What to work on
Write the next part of the interview with Ollie Saunders about moving to Edinburgh, picking up right after its last line.

Ollie Saunders is a 24-year-old web software developer who recently moved to Edinburgh following stints in London and Toronto. We met Ollie at the inaugural Lean Startup Circle meeting. He had only been in Scotland for a matter of days, but already had a packed schedule of events to attend.
We know Edinburgh has a lot going on, but when you live here, it’s hard to get the big picture. How does the startup scene in Edinburgh compare to London or Toronto? We offered Ollie a public introduction to the city in exchange for his fresh take on Edinburgh.
When did you move to Edinburgh? What brought you here?
I’m from nowhere any one has heard of in Hertfordshire where pretty much nothing happens. You can’t make a career there so I had to move. I heard there was a good startup scene here in Edinburgh. Virtually all of my programming career has been spent working on things alone. I want to put a stop to that.
How are you finding the city? What are your first impressions?

Records provided

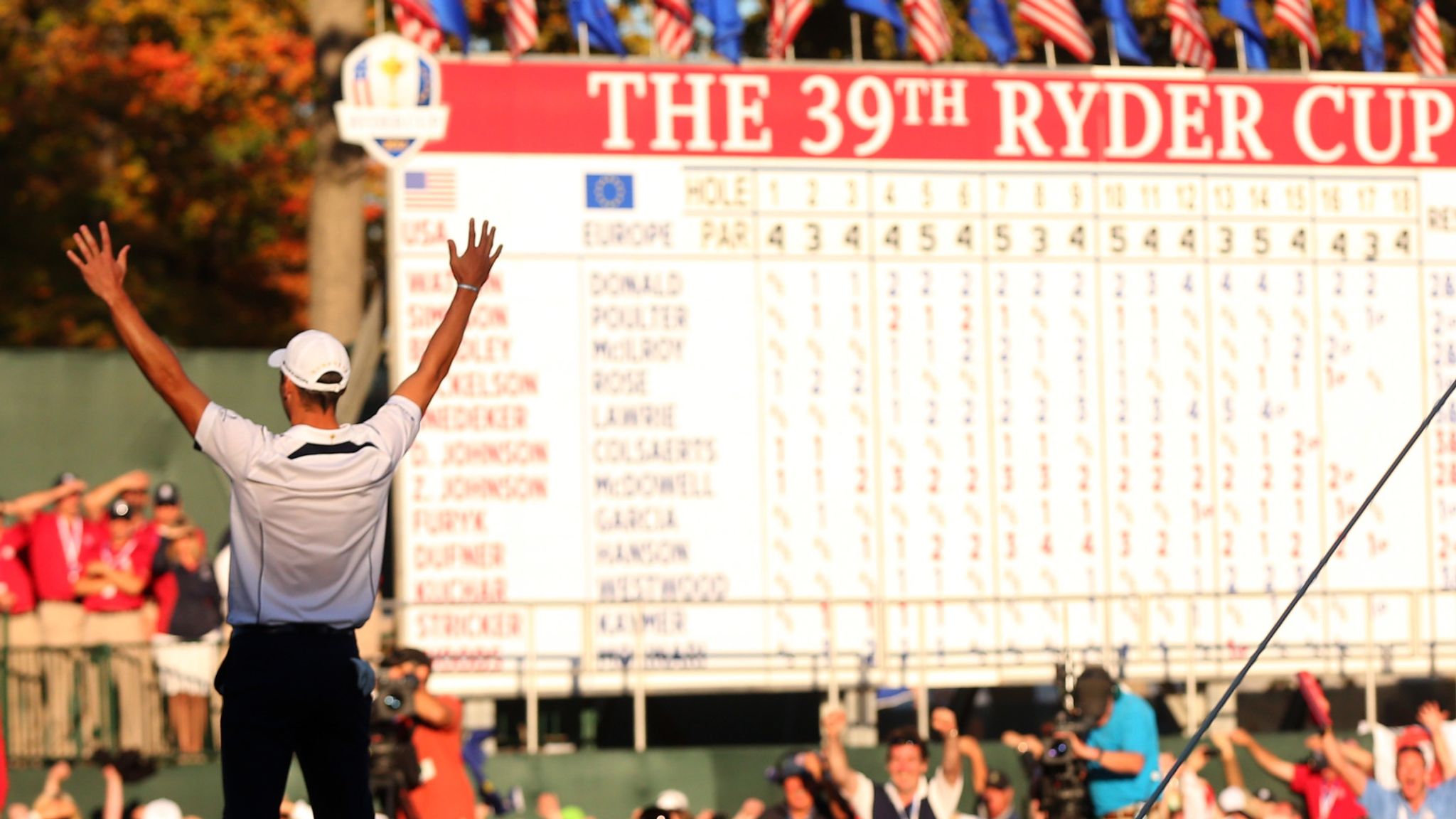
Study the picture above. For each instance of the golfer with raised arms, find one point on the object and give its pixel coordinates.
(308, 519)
==
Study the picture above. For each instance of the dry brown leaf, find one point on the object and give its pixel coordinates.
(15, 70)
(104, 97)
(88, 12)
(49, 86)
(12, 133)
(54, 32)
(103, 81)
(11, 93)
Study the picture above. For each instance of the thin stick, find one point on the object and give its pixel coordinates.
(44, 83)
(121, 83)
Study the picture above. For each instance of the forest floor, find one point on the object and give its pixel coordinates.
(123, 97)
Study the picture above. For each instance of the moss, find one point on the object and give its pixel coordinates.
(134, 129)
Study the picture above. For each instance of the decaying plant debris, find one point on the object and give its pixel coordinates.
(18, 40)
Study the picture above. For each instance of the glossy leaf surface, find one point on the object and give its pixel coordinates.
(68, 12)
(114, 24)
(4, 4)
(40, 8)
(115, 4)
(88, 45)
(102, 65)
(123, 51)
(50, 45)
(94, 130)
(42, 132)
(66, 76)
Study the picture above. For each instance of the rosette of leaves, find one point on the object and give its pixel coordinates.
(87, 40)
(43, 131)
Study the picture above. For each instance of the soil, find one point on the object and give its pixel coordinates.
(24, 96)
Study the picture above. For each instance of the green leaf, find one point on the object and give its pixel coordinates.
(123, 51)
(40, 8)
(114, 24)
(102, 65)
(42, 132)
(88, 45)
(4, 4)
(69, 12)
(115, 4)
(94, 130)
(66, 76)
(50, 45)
* * *
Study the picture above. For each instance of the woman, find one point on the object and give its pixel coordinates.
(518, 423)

Result of the task
When I arrived I didn’t really know what I was going to see. I recall saying “Oh wow, Edinburgh is pretty” to the taxi driver immediately after I arrived at Waverley. The proliferation of parks and other green bits are great, and not something you get in Toronto, which is basically a concrete jungle. One thing Toronto does have over Edinburgh is skyscrapers and wide roads. I find being in big, wide open spaces very energizing. You can’t beat North America for that and that’s also one of the reasons why London isn’t for me.
Tell us about Toronto. What were you doing there? How did you find the startup scene?
I was working as a web developer for a video production company in Hertfordshire and was starting to find the job increasingly less relevant to what I really wanted to do. I wrote on a forum about the situation and some guy replied and suggested I go hang out in Toronto. At first I dismissed the idea as ridiculous, but then it dawned on me just how cool it would be!
I managed to wrangle three-weeks holiday to properly check it out. When I landed, a border services official questioned each passenger as they got off the plane. She made me wait until the end to be questioned a second time when I honestly replied to the question “How do you know the person you’re meeting?” with, “Through the internet,” but it was all fine in the end. [Also a lesson for internet daters. Duly noted.]
I was lucky in that my new Torontonian friend introduced me to just about everyone he knew, and he was pretty well connected. After the holiday I applied for a work permit and returned for a year.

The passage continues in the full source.